+++ RECORDS FOR THE TASK +++

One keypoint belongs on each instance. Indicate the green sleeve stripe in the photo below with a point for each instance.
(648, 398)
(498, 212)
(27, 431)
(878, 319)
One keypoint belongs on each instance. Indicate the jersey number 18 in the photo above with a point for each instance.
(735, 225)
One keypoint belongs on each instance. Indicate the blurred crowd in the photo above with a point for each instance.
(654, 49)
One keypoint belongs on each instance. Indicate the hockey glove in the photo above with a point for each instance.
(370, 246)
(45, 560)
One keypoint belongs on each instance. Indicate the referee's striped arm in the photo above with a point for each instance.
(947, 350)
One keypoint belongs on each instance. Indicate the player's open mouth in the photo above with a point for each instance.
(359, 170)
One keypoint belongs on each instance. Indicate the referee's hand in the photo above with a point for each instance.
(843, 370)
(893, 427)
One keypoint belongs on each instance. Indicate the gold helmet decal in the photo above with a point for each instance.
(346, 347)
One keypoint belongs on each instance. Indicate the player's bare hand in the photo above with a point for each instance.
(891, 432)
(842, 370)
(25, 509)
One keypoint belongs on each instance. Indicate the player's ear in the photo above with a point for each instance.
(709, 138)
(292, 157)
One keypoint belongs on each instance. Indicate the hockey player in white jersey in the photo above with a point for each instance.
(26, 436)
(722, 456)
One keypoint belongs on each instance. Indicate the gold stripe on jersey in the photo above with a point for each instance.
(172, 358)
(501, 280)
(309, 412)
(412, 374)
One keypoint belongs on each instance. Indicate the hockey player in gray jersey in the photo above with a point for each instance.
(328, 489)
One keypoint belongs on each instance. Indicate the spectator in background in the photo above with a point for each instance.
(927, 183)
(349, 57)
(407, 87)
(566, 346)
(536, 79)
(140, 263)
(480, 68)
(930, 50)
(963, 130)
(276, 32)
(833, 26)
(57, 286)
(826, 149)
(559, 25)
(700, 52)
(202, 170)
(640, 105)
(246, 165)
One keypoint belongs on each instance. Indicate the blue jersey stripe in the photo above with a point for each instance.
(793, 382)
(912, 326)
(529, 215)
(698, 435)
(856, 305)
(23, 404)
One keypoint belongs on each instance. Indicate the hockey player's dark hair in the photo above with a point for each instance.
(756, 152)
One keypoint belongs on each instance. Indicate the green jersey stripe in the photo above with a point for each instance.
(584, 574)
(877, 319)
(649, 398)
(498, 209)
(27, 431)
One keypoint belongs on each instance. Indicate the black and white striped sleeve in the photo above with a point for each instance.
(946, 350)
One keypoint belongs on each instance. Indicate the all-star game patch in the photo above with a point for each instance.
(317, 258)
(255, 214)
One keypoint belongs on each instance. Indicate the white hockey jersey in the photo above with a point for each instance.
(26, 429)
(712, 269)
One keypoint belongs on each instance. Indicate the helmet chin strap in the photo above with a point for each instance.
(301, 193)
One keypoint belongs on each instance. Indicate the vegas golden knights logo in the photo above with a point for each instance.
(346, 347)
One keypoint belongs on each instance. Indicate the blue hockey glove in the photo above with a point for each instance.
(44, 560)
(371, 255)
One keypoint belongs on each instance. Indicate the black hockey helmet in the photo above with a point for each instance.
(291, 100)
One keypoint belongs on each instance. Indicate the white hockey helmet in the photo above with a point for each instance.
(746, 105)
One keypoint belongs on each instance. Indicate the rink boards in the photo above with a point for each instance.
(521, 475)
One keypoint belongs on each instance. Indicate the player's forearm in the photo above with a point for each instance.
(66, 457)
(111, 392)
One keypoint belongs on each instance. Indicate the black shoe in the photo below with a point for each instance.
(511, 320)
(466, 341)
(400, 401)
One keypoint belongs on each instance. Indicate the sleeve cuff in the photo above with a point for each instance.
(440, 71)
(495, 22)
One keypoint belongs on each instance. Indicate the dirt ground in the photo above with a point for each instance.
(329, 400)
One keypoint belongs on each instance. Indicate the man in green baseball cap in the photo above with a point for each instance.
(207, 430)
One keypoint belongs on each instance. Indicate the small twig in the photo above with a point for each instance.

+++

WHAT TO DO>
An exact printout is needed of the lines from the one containing "One keypoint belongs on each instance. Indicate the man" through the end of the listing above, both of those lines included, and nothing else.

TASK RESPONSE>
One keypoint belongs on each instance. Indicate the man in green baseball cap in the photo above with a point for each instance.
(207, 430)
One keypoint belongs on each instance. Indicate the small twig in the photo above with a point for each instance.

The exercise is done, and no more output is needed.